Tasks to perform
- 1) According to the nursing home regulation article, what three areas are the changes apt to address?
- 2) Carry on the article about COVID-19 and nursing home regulation, picking up after its final sentence.

Text block
• • • • •
COVID-19 Leading to Regulatory Changes for Nursing Homes: Expert

Changes apt to address testing, access to visitation and aging infrastructures


The changes have come fast and furious for nursing homes since the COVID-19 pandemic hit in March. From patient care and staffing challenges to bottom line and marketing issues, officials have had to deal with major shifts in the way their organizations and facilities operate. And the changes are not over yet.

 

COVID-19 has inflicted devastation on nursing homes, and regulatory changes likely are coming, according to David Grabowski, a professor of healthcare policy at Harvard Medical School wasand the keynote speaker to the National Association for the Support of Long Term Care, reports McKnight’s Long-Term Care News.
• • • • •
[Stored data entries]
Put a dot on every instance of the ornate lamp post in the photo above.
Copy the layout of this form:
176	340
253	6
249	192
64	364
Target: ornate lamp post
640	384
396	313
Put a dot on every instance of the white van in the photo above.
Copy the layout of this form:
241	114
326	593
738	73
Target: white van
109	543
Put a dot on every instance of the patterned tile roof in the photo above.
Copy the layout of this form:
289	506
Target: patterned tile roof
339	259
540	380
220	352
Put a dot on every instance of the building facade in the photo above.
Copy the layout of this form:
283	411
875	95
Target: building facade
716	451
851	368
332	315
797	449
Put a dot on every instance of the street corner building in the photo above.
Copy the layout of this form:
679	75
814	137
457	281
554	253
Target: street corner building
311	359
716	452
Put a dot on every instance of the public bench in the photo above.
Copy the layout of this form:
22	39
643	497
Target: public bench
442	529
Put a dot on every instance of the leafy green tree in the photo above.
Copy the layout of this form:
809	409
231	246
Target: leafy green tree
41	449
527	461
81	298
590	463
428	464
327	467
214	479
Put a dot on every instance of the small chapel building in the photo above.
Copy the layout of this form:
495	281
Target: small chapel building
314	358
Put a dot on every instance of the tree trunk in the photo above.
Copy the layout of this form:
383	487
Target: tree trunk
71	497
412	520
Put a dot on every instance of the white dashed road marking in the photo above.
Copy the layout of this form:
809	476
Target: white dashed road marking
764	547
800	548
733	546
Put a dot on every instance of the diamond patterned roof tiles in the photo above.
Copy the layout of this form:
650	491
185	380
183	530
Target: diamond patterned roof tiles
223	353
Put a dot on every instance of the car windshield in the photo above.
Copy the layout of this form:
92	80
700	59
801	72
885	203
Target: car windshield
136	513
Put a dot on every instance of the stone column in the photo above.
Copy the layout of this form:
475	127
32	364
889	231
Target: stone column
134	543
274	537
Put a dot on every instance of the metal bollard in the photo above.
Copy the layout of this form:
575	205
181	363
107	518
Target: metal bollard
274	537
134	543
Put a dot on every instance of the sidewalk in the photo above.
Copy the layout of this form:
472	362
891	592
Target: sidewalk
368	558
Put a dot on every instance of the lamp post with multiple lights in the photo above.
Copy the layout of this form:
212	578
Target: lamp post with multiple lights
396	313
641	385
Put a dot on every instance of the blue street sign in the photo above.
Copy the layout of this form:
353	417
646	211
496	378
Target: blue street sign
• • • • •
Answers to the exercise
- 1) Testing, access to visitation and aging infrastructures.

- 2)
Pandemic-related problems — among them, the exorbitant number of resident and staff deaths, resident loneliness due to shutdowns, and low occupancy rates and hospital admission rates — has revealed underlying systemic problems, Grabowski said. These include low Medicaid payments, inadequate pay for staffing, an ineffective regulatory model, lack of quality transparency and fragmented ownership structures.

 

The Coronavirus Commission for Safety and Quality in Nursing Homes released a report in September that provided 27 recommendations and more than 100 action steps for the Centers for Medicare & Medicaid Services. The report analyzed areas ranging from testing to access to visitation to aging nursing homes’ infrastructure.